### TASK PROMPT
In the records below, find the line with "Query: flagpole" and the line with "Query: concrete wall". Print both exactly, along with every line between them, and no other line.

### DATA EXTRACTS
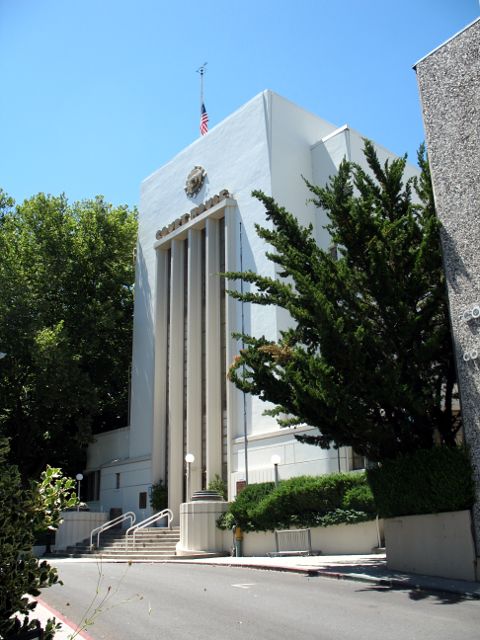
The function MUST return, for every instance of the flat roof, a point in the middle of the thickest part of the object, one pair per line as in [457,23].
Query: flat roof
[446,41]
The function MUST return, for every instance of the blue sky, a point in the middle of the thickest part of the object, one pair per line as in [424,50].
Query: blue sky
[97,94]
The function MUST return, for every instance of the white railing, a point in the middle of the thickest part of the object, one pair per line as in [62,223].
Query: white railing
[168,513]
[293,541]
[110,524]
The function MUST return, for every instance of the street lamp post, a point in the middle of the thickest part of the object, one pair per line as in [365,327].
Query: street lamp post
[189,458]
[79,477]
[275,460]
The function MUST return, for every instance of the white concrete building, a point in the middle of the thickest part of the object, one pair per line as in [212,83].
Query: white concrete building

--

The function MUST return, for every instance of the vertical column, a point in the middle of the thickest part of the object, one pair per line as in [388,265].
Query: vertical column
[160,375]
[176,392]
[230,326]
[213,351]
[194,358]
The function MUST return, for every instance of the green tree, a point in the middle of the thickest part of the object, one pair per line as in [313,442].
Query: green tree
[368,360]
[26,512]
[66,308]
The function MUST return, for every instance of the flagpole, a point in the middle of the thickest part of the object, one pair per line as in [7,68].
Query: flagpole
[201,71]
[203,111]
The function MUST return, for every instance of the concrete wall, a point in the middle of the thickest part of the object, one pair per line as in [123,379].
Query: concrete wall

### WORKED SOLUTION
Query: flagpole
[201,71]
[203,111]
The function MUST return, for every instance of the concrete wall, a point in the middle of the thickest part of the object, one pair per line as in [123,379].
Query: concrete wall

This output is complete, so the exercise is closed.